Hellen Keller abriu os olhos do mundo para a imensa capacidade e disponibilidade que o deficiente visual tem de ser útil à sociedade e interagir com o meio.

Cabe à sociedade cooperar e dar oportunidade para que esses indivíduos, que têm limitação em seu relacionamento com o mundo, possam desenvolver e usufruir de toda a sua capacidade física e mental.

Pretendemos, com estas informações, esclarecer aos educadores, aos familiares e à sociedade em geral alguns tópicos sobre a deficiência visual, suas capacidades e limitações, ampliando nossos horizontes no relacionamento humano.

1. Considerações Gerais

Não se refira à cegueira como desgraça. Ela pode ser assim encarada logo após a perda da visão, mas a orientação adequada, a educação especial, a reabilitação e a profissionalização conseguem minimizar os seus efeitos.

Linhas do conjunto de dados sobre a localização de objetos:
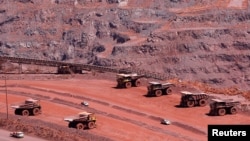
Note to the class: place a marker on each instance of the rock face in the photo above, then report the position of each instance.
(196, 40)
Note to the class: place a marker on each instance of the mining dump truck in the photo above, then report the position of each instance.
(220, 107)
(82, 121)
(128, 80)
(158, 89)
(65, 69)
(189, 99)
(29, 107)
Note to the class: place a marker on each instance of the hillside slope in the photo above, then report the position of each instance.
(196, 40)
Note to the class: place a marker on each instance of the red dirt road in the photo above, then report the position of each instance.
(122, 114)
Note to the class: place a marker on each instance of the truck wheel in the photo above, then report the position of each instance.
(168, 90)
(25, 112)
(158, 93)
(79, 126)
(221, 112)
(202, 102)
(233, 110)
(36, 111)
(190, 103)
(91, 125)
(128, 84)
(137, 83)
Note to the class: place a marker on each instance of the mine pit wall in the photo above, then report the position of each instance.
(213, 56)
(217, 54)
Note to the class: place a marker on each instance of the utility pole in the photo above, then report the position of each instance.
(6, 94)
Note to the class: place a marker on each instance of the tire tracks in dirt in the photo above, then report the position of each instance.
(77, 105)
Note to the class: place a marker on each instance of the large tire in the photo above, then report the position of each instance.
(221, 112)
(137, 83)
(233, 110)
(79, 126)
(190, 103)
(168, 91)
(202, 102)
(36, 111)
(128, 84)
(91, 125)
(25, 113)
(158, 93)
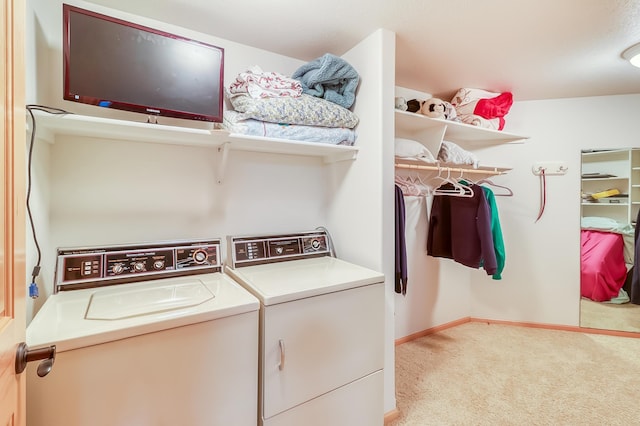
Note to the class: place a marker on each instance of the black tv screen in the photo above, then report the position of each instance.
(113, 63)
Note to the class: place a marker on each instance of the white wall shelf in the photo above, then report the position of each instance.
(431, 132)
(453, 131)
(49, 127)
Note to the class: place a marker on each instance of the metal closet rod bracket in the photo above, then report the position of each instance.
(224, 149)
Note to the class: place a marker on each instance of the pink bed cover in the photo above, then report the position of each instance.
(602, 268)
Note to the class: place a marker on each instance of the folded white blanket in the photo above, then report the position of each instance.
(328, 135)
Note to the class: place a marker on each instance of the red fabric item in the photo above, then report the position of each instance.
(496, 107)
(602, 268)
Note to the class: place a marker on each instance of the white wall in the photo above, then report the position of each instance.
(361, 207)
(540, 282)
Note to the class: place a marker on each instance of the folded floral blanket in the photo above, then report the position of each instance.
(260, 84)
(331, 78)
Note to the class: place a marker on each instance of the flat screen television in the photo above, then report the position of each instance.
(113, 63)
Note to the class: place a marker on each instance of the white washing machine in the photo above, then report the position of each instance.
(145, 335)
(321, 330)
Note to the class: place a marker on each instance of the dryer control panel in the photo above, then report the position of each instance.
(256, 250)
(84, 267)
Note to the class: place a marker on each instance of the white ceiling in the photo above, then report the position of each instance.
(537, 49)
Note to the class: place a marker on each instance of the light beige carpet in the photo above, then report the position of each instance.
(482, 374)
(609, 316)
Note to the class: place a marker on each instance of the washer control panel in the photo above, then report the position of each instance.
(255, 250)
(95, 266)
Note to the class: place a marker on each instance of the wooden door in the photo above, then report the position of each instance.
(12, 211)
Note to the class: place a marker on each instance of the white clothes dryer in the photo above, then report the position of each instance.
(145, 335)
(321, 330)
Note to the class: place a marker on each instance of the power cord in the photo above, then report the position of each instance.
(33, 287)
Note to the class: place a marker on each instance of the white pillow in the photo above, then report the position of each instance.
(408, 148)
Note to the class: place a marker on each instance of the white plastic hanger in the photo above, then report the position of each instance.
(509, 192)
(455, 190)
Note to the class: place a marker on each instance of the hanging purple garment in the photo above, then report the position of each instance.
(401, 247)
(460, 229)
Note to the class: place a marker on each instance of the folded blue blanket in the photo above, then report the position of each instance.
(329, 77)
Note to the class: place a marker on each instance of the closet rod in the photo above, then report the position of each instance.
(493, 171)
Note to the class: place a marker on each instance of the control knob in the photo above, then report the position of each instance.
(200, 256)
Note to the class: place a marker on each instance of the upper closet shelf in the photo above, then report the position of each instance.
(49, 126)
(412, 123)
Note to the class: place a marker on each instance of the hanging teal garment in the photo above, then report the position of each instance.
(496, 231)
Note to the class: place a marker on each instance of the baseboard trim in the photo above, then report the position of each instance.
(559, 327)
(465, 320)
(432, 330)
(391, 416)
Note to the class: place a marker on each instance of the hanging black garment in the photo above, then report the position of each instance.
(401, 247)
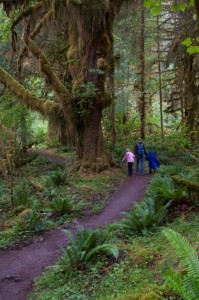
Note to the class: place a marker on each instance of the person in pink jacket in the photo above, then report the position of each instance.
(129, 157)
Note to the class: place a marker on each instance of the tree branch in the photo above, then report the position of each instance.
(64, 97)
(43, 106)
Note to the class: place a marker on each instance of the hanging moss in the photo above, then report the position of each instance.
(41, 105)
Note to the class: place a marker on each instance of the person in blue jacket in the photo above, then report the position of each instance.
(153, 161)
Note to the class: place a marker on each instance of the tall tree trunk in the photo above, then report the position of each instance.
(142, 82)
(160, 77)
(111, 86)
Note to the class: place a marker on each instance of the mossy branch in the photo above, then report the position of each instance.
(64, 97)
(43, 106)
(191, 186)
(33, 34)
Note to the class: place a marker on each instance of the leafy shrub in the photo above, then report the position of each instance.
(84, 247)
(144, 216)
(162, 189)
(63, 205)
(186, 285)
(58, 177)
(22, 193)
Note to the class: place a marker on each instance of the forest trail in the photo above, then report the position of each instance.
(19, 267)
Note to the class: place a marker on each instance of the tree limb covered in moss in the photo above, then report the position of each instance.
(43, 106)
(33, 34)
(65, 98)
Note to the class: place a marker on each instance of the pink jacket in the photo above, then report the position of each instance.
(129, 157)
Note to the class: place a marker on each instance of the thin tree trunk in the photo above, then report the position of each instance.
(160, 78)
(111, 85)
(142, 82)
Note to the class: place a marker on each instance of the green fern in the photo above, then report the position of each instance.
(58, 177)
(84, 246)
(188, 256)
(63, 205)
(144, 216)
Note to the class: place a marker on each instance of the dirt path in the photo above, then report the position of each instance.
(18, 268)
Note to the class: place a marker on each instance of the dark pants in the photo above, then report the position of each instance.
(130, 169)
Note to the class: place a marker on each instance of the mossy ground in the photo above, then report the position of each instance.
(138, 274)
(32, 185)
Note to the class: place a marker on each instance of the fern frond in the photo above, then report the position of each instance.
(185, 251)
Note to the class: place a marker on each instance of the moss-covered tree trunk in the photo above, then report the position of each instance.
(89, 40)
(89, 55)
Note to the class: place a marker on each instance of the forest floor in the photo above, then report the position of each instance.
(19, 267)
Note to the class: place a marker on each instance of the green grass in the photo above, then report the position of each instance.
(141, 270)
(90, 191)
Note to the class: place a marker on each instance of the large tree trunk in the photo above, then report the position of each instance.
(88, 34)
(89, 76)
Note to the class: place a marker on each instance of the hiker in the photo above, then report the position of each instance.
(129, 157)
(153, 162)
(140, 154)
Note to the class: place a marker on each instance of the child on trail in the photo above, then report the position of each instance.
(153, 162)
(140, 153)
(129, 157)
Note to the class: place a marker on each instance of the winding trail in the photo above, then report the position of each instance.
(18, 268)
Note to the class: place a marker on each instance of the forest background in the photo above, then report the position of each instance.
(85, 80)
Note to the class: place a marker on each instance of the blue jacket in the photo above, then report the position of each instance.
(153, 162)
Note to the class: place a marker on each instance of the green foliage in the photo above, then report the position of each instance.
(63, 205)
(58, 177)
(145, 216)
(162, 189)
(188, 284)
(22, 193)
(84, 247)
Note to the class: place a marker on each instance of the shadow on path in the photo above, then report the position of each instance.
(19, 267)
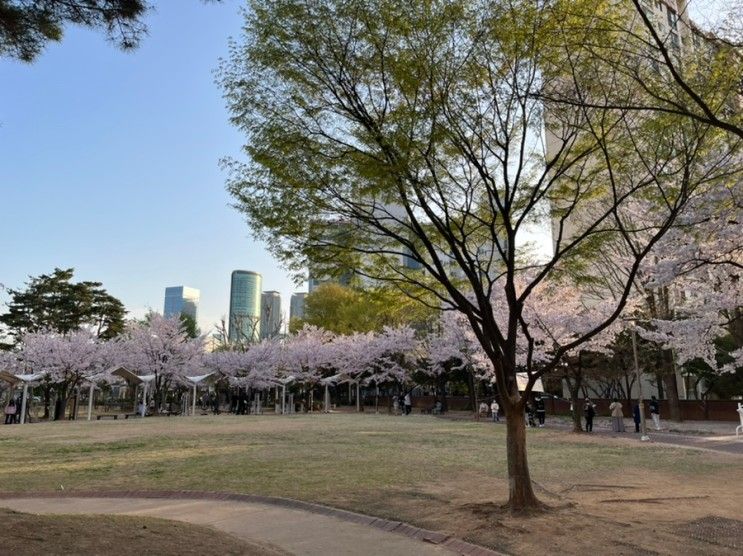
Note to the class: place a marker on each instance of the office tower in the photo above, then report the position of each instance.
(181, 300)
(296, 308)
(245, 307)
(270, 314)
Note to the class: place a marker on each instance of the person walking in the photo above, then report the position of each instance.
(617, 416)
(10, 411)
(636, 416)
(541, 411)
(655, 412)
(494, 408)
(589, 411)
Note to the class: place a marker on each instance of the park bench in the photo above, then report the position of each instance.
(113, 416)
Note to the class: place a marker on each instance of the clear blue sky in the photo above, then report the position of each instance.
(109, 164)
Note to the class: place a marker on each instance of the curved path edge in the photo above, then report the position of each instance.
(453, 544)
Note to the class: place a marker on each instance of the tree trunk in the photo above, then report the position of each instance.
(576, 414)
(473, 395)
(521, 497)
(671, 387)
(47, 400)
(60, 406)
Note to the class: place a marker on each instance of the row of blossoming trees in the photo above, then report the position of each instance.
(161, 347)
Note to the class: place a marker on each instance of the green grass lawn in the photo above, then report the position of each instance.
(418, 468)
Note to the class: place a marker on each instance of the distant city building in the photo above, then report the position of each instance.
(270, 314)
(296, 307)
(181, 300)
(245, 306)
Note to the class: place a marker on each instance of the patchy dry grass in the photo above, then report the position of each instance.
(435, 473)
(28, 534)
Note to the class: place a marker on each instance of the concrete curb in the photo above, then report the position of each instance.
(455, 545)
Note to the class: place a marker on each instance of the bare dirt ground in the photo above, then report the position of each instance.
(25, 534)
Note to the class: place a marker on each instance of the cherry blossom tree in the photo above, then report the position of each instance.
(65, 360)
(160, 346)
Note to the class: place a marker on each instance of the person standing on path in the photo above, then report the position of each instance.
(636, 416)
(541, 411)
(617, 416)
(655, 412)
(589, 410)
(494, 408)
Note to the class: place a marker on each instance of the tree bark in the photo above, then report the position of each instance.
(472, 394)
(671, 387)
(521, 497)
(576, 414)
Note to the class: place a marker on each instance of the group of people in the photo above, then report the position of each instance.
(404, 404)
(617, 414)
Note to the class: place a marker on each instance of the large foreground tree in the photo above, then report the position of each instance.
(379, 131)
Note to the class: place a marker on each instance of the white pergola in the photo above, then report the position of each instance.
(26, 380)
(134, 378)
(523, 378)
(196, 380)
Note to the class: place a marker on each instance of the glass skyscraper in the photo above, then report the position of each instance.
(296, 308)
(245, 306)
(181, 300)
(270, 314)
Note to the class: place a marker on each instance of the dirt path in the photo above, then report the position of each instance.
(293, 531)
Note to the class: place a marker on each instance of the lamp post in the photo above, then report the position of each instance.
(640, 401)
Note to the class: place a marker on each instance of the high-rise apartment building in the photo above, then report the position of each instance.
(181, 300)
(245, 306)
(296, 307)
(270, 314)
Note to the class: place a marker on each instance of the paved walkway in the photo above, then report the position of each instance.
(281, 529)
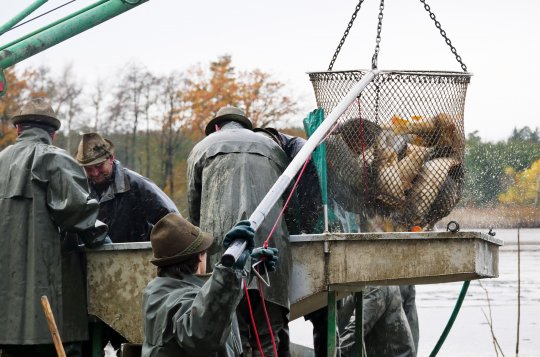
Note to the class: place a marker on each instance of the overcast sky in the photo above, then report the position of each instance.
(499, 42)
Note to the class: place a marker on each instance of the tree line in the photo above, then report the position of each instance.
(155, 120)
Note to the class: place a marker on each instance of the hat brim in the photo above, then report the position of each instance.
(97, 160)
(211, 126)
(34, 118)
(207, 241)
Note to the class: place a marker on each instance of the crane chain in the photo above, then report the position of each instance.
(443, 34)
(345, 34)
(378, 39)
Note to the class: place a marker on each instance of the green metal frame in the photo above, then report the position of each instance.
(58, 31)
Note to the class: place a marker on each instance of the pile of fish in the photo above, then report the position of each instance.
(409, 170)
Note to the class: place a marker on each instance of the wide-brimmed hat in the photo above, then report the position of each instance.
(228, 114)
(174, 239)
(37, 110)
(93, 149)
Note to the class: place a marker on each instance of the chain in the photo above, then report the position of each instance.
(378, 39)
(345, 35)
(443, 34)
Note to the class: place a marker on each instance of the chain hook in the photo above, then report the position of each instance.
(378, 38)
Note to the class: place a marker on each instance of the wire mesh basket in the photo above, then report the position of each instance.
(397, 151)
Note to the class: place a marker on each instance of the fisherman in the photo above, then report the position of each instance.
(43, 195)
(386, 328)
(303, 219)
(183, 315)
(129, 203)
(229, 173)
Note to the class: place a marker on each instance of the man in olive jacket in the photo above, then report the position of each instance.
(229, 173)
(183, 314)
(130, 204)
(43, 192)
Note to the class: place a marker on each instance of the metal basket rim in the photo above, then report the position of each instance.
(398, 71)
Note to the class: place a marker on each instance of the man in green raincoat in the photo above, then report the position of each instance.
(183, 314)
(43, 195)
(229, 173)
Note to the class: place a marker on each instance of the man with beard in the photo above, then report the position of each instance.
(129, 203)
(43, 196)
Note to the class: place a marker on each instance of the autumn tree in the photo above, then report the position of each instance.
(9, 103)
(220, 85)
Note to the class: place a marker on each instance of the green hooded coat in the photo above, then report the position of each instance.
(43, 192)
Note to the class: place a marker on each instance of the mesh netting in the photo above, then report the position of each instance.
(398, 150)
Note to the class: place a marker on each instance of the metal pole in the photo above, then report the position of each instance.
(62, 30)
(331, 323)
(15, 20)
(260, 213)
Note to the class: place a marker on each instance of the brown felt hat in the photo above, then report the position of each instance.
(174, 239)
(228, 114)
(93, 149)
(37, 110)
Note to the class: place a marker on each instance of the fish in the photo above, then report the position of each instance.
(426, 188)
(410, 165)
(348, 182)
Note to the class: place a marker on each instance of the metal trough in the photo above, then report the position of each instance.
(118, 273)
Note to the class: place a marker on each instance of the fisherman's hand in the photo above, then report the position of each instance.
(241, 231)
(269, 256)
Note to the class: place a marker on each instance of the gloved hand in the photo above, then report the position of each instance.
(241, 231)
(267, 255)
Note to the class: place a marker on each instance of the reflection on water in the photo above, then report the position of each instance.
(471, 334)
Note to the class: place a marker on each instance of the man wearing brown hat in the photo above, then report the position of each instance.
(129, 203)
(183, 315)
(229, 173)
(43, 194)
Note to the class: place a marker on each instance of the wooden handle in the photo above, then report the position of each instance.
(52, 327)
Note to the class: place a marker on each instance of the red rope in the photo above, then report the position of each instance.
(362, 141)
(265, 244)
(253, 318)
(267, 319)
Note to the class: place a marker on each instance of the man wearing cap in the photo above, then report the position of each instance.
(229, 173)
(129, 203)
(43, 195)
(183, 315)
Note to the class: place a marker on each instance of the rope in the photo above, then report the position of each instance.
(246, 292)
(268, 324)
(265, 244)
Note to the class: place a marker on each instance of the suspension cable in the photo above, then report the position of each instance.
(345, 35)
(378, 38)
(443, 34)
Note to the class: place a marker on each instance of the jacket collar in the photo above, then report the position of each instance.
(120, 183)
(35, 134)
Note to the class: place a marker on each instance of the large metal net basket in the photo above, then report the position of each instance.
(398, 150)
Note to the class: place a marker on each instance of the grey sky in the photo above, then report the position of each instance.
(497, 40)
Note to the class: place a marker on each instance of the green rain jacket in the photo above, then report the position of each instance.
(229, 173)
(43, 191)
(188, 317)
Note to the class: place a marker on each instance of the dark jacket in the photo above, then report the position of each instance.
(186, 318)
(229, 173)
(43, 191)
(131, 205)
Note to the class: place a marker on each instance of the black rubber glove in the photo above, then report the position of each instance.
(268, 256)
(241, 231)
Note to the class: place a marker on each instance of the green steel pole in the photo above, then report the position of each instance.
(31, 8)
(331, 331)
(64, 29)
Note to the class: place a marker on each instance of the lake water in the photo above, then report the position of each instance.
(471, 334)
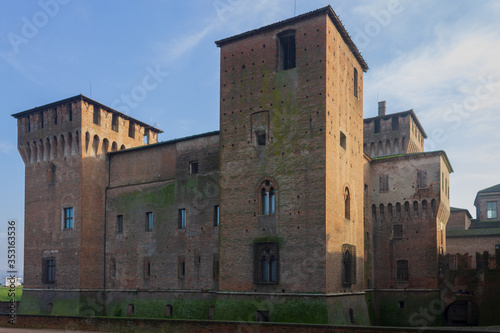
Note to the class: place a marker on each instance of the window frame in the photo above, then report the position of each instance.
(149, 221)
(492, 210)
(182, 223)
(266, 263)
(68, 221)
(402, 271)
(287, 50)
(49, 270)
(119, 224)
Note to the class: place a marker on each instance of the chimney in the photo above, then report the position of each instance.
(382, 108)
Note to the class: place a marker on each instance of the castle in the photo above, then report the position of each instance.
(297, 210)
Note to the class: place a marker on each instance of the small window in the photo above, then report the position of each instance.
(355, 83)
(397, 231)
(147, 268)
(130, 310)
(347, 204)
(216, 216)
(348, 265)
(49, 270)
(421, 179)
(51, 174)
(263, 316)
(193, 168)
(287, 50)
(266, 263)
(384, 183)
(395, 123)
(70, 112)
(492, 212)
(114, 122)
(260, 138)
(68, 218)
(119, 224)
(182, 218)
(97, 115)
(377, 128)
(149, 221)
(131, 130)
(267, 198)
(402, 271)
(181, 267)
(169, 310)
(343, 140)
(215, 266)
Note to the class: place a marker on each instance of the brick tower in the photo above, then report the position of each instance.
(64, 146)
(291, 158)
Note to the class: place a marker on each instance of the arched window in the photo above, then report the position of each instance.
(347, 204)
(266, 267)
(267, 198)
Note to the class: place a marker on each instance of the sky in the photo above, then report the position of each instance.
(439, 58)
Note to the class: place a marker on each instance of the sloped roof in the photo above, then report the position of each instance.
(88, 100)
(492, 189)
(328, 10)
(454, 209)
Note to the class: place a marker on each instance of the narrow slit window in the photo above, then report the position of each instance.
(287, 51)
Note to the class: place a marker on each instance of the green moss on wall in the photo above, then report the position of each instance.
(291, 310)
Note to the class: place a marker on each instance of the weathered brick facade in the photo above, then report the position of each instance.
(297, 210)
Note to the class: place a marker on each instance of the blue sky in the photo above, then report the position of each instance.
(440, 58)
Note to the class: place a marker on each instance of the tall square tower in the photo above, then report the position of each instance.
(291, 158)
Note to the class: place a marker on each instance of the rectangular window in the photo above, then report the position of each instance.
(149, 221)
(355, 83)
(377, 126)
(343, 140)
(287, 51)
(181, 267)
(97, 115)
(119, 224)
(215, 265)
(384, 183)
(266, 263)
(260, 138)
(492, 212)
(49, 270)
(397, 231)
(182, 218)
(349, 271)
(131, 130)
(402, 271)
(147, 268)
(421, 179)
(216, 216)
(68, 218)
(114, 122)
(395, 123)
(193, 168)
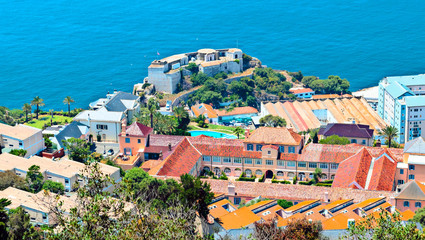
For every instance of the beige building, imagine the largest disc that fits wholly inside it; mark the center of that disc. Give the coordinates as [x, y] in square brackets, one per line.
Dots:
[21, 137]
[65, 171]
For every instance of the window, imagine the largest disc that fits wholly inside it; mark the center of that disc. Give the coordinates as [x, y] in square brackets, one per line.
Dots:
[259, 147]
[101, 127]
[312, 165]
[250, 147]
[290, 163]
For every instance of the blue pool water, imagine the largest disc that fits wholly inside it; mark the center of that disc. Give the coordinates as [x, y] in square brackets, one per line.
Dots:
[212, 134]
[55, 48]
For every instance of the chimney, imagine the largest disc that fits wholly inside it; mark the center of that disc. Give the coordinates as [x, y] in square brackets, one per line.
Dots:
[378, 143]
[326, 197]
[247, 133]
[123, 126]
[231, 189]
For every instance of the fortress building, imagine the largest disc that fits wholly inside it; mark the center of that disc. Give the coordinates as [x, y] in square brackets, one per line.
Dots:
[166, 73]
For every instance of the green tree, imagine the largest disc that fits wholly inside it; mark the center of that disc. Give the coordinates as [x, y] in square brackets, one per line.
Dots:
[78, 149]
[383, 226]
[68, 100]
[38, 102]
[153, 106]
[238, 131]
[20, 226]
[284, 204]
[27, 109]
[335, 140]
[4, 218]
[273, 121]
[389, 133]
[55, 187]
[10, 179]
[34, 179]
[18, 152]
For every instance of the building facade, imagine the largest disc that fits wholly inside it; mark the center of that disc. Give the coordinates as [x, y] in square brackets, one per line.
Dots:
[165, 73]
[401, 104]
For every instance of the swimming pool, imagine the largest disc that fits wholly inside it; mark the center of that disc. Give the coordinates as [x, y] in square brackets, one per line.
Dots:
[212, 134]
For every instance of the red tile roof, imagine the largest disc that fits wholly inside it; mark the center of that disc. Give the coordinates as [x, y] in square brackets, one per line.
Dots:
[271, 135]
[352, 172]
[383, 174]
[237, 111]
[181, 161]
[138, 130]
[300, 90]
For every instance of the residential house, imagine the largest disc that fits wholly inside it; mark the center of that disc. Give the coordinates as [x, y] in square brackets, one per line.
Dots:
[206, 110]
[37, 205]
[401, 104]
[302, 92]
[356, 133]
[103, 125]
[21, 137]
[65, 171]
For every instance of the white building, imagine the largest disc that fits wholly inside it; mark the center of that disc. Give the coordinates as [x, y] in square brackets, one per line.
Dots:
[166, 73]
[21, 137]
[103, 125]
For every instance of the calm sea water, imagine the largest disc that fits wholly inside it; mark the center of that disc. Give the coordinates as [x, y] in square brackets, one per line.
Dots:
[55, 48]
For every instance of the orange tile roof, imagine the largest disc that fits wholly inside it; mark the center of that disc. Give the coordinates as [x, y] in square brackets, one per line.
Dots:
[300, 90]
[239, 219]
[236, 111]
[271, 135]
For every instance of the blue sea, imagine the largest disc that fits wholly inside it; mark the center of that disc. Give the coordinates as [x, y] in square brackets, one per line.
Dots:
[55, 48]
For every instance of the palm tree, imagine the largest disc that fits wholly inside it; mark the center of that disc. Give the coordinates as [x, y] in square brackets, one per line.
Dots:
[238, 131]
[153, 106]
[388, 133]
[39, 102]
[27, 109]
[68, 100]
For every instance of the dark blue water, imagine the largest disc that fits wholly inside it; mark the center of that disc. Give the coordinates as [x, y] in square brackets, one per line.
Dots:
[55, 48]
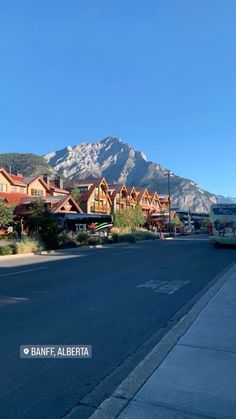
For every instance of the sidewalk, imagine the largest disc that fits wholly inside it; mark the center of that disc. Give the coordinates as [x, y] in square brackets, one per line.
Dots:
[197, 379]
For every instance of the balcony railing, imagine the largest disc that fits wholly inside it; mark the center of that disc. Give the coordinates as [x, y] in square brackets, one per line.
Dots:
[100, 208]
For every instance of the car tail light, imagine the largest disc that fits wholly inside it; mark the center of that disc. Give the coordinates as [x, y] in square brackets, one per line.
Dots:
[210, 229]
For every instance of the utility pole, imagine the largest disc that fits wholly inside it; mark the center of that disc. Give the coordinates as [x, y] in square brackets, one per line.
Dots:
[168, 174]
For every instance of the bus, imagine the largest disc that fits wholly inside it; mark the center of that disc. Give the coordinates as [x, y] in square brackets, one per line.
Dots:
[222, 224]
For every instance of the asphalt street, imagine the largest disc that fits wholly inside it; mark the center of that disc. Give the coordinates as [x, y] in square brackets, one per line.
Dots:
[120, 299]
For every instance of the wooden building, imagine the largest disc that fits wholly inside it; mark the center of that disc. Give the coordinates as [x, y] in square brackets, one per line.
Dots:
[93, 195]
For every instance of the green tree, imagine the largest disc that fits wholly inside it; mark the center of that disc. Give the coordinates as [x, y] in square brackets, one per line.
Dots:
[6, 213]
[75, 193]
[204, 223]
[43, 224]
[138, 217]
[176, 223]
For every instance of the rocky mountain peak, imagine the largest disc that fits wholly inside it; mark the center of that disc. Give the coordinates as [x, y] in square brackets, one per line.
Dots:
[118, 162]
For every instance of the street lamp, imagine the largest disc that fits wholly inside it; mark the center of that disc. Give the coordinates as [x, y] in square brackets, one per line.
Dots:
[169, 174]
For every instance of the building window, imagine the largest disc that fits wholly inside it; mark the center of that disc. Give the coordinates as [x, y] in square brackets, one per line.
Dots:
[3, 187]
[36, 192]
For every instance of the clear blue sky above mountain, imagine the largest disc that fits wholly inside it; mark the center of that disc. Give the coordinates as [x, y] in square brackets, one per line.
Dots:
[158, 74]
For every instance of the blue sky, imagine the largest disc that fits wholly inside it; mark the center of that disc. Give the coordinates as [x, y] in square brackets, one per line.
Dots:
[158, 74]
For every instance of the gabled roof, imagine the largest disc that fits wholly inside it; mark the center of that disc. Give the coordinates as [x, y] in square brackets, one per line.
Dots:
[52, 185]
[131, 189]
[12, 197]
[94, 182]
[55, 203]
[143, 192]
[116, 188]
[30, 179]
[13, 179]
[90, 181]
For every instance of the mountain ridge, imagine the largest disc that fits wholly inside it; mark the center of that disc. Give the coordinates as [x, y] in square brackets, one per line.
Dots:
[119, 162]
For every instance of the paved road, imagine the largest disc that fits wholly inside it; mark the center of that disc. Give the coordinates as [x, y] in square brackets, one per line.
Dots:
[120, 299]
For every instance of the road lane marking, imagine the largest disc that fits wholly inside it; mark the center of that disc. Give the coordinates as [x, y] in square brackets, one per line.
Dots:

**Instruções**
1. Traduza para o inglês a seguinte frase do trecho sobre deficiência visual: "Cabe à sociedade cooperar e dar oportunidade para que esses indivíduos, que têm limitação em seu relacionamento com o mundo, possam desenvolver e usufruir de toda a sua capacidade física e mental."
2. Mostre todas as linhas da listagem que contêm a palavra "white". Maiúsculas e minúsculas devem ser diferenciadas.
A listagem não guarda relação alguma com o trecho.

**Respostas**
1. It is up to society to cooperate and provide the opportunity for these individuals, who are limited in their relationship with the world, to develop and enjoy the full extent of their physical and mental capacity.

2.
Note to the class: place a marker on each instance of the white wall shelf in the photo above, then report the position of each instance.
Note to the class: place a marker on each instance of the folded white blanket in the photo above, then report the position of each instance.
Note to the class: place a marker on each instance of the white wall in the photo above, then report the position of each instance.
Note to the class: place a marker on each instance of the white washing machine in the photo above, then report the position of each instance.
Note to the class: place a marker on each instance of the white ceiling in the photo above, then report the position of each instance.
Note to the class: place a marker on each instance of the white clothes dryer in the photo above, then report the position of each instance.
Note to the class: place a marker on each instance of the white pillow in the photo above, then report the position of each instance.
Note to the class: place a marker on each instance of the white plastic hanger in the photo above, then report the position of each instance.
Note to the class: place a marker on each instance of the white pergola in the photo above, then report the position of each instance.
For every instance of the white building, imagine the largest disc that fits wholly inside it; mark the center of that disc. Give the coordinates as [x, y] in square brackets, one per line.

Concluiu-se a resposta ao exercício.